BEGIN Text shown
Chesney’s Business Advice

Artists are employers, too. Just ask Kenny Chesney.

The New York Times’  Adam Bryant recently interviewed Chesney not as a country star but as an employer of 120 people while on the road. Not only were the questions good, Chesney’s answers merit some attention.

Photo: AP Photo
NBC "Today" show, New York City

Chesney came to the realization that he was ultimately the person paying his road crew and he was the one responsible for making sure everyone arrives at the next show on time. He also said that he sat down with his manager, Dale Morris, a long time ago and figured out how to make sure he wasn’t just breaking even every year.

And, as the CEO of Kenny Chesney Inc., the performer wanted to make sure everyone understood that no job was more important than another.

“I want all the people out there who work with me to feel as appreciated as possible, especially the people who are first to get up in the morning and the last to go to bed,” he told the Times. And one of the ways is the occasional “merch lottery,” where they put names into a sombrero, and one person gets the merch sales for the night. He said the biggest check was $300,000.

“But you know what those guys did?” Chesney asked. “They waited until the end of the year and I wrote one big check to the crew and they divided it up 13 ways. Doing things like that just motivates people.”

Also, at the end of the year, Chesney takes his band, crew, merch people, caterers, management team and their significant others to the Virgin Islands for a week.

When it comes to hiring, even new musicians, he tries to find out if the employee is as good a person as a player.

“That’s because when you live with people out there, and you have as big a family as we have, attitude is so contagious,” he told Bryant. “You take a couple of people who have hidden agendas or bad attitudes or feel entitled or whatever the negativity is, and it just spreads like a cancer.”

Lincoln Financial Field, Philadelphia, Pa.

He asks interviewees about their family, what they do on their downtime, and if they watch television. But he never asks about politics or religion. “I have to know if, deep down, they’re a solid person, and that they’re not on drugs and don’t have those kind of problems.

“And are they dependable? I mean, that’s the main thing.”

Another important quality for a road crewmember, he noted, is being able to take situations in stride and not make them seem like life-or-death issues.
END Text shown
Work order 1
Mark each statement about the Chesney article yes or no, quoting the words from the article that decide it: (a) Chesney employs 120 people while on the road. (b) Chesney asks job candidates about their politics. (c) The biggest merch lottery check was $300,000.
Work order 2
According to the Chesney article, where does Chesney take his band, crew and others at the end of the year?
The material is unrelated to the Chesney article and plays no part here.
BEGIN Data block
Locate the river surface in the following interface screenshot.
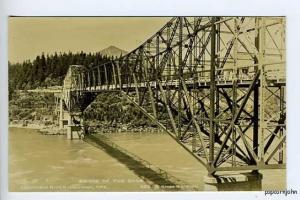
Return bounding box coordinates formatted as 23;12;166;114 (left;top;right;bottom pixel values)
9;128;286;192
END Data block
Written answer 1
(a) Yes: "an employer of 120 people while on the road"
(b) No: "But he never asks about politics or religion."
(c) Yes: "He said the biggest check was $300,000."

Written answer 2
To the Virgin Islands for a week.